Reproduce verbatim the stretch of the items that runs from the line containing "in [120, 270]." through the end of the items.

— START DATASET ROWS —

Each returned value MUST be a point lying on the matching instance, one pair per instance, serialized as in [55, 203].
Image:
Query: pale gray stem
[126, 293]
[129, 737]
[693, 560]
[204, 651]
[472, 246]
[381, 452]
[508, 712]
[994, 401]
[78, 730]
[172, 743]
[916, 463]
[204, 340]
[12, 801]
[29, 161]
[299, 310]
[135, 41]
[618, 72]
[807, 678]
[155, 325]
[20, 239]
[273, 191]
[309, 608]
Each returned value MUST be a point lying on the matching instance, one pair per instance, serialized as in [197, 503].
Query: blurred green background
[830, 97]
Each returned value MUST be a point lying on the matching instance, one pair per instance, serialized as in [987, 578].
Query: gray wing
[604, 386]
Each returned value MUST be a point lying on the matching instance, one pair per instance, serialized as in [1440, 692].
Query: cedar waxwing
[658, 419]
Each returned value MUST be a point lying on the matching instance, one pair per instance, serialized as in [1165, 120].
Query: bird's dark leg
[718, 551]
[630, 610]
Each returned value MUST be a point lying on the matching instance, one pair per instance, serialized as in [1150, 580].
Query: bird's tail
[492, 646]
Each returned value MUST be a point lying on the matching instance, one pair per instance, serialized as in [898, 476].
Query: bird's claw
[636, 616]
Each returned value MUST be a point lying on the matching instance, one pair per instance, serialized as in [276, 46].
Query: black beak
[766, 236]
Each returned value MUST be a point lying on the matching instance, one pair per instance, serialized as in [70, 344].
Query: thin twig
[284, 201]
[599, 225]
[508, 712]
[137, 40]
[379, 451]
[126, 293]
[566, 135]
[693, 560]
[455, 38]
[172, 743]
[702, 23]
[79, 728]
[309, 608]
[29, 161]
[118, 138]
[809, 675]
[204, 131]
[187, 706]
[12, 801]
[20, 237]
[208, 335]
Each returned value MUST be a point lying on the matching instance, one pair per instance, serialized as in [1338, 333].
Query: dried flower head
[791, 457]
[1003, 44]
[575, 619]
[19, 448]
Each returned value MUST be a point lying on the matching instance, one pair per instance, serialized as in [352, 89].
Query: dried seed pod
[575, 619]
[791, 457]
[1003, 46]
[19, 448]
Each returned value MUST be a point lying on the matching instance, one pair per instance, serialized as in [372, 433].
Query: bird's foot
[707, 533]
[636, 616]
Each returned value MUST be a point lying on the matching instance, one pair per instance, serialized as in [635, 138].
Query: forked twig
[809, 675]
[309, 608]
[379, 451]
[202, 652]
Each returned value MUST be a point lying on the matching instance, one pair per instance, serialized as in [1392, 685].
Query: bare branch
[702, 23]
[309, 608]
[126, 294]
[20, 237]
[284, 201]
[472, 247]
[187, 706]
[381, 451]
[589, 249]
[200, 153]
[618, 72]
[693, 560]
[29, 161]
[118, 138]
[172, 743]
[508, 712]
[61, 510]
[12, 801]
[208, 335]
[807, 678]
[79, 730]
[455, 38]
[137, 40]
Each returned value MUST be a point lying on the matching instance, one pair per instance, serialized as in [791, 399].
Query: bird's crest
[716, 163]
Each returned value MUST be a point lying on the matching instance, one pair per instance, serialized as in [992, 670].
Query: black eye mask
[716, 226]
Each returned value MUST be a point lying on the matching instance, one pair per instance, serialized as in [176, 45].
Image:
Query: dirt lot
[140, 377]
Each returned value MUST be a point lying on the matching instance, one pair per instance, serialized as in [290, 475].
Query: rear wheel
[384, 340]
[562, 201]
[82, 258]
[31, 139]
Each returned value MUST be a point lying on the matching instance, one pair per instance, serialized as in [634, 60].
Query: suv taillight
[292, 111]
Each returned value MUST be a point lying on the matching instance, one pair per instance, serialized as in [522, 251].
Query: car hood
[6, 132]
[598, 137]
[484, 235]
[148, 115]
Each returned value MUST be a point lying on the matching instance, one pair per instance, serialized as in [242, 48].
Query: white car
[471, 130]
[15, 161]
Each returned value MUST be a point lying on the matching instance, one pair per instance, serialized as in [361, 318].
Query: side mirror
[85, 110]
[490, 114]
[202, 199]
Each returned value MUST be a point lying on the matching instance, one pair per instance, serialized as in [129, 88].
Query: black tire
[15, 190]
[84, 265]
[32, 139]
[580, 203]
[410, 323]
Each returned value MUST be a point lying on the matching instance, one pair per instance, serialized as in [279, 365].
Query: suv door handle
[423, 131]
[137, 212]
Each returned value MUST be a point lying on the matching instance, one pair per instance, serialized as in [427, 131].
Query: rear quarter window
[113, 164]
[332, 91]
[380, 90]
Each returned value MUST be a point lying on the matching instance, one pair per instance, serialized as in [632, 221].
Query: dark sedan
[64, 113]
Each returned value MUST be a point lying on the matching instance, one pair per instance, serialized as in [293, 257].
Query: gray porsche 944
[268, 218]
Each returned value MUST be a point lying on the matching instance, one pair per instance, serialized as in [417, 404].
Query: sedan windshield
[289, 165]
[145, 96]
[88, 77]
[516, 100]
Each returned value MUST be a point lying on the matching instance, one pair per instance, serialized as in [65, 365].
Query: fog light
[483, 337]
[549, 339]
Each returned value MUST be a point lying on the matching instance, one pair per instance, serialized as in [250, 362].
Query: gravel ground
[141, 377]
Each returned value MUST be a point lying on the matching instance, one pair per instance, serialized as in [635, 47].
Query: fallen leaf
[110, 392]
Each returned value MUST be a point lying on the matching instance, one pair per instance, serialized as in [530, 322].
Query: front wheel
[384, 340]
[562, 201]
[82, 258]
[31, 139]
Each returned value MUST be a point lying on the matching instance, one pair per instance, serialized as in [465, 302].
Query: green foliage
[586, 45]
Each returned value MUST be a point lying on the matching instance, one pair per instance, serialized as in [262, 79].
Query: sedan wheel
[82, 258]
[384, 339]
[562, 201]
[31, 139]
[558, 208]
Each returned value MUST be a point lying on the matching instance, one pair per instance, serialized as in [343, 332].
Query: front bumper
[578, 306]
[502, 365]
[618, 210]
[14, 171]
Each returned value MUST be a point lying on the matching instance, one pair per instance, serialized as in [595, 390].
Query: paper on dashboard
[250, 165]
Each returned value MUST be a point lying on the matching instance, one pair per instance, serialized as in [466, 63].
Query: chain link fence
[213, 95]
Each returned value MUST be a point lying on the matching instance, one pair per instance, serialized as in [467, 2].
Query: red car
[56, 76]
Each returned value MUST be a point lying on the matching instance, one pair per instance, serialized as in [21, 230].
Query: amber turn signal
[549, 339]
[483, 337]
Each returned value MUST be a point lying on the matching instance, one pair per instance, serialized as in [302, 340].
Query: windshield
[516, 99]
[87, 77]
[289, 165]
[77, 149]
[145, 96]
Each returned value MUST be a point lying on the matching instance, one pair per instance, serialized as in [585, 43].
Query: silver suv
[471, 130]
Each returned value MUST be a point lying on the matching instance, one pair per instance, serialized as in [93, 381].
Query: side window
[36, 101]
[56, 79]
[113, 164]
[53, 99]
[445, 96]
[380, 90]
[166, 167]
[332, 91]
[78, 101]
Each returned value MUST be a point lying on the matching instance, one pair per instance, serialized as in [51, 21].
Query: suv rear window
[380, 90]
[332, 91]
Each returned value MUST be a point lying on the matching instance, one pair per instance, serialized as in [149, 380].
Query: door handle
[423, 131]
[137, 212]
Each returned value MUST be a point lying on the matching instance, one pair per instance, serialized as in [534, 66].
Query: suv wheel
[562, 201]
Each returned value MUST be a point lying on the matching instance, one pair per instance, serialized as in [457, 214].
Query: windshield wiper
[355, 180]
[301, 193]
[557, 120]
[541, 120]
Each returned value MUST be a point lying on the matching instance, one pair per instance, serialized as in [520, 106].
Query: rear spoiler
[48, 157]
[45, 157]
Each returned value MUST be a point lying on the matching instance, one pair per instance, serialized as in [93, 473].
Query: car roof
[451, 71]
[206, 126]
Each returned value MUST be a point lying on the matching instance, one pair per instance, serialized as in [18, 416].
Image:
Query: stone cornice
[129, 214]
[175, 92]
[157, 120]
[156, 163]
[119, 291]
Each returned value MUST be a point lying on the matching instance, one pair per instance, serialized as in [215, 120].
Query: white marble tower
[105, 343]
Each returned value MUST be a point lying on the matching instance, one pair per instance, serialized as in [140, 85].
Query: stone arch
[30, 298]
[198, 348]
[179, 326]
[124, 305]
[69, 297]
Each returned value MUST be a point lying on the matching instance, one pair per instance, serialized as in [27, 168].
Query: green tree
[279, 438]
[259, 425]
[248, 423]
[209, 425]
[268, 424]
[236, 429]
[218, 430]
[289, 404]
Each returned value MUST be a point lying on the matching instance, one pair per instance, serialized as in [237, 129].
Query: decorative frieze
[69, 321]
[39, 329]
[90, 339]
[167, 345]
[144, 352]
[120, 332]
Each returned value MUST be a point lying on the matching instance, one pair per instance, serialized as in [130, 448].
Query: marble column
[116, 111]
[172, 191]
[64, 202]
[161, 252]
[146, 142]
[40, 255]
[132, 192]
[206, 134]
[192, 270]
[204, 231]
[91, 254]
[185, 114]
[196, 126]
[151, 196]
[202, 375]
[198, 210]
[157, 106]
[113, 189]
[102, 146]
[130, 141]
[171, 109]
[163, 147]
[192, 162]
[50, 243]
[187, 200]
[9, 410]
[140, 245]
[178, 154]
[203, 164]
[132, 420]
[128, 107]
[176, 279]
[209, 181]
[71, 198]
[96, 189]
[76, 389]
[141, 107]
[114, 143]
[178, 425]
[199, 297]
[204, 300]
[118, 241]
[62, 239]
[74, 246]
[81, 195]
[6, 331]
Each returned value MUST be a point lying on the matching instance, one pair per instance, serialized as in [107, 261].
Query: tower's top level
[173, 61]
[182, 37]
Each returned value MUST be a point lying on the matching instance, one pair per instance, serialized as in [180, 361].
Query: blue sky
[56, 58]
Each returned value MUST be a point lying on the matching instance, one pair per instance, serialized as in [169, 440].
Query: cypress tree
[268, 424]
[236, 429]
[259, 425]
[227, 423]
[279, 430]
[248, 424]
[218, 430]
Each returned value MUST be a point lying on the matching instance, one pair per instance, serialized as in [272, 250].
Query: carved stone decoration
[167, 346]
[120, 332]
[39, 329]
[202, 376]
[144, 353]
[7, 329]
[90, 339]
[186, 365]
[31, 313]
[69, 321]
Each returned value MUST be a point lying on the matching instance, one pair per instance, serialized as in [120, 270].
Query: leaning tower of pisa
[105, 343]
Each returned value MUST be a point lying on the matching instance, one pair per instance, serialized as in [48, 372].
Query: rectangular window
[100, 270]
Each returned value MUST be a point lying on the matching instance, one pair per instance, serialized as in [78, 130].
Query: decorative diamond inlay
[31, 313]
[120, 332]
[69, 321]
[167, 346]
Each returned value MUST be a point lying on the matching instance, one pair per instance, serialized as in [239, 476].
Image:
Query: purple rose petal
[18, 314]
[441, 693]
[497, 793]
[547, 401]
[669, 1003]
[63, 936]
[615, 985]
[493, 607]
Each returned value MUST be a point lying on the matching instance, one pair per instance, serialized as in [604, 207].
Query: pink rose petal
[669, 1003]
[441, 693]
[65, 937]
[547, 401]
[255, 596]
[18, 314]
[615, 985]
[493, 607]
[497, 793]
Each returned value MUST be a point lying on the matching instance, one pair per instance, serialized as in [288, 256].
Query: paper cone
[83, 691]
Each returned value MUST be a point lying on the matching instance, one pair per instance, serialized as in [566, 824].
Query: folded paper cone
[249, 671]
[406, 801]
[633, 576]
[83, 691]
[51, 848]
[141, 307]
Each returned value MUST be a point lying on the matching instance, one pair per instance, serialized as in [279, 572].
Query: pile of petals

— END DATASET ROWS —

▶ REPLY:
Each returned value MUST be a point lying on the matching instance, one pair per instance, serialized as in [120, 270].
Query: leaning tower of pisa
[105, 343]
Each returned value MUST be a point lying on the matching instance, one pair per instance, serialized as in [48, 372].
Query: rectangular window
[100, 270]
Each returned value MUST be a point lying on the matching instance, one pair per instance, serialized as in [78, 130].
Query: decorative diamond inlay
[31, 313]
[120, 332]
[69, 321]
[167, 346]
Each returned value MUST be a point lying on the matching instance, one pair per instance, serialized as in [239, 476].
Image:
Query: purple rose petal
[18, 314]
[441, 693]
[497, 793]
[547, 401]
[669, 1003]
[63, 936]
[615, 985]
[493, 607]
Each returned value MUST be a point lying on the matching instance, one pair per instance, serialized as in [604, 207].
Query: pink rose petal
[669, 1003]
[441, 693]
[65, 937]
[547, 401]
[255, 596]
[18, 314]
[615, 985]
[493, 607]
[497, 793]
Each returned value MUST be a point lying on the matching instance, one pair per instance, serialized as in [288, 256].
Query: paper cone
[83, 691]
Each returned value MUST be a point lying on the matching instance, one pair per instance, serialized as in [566, 824].
Query: folded paper cone
[249, 671]
[406, 801]
[633, 576]
[83, 691]
[51, 848]
[141, 307]
Each returned value MUST be a point lying on the matching instance, one pair per instance, serialized as in [279, 572].
Query: pile of petals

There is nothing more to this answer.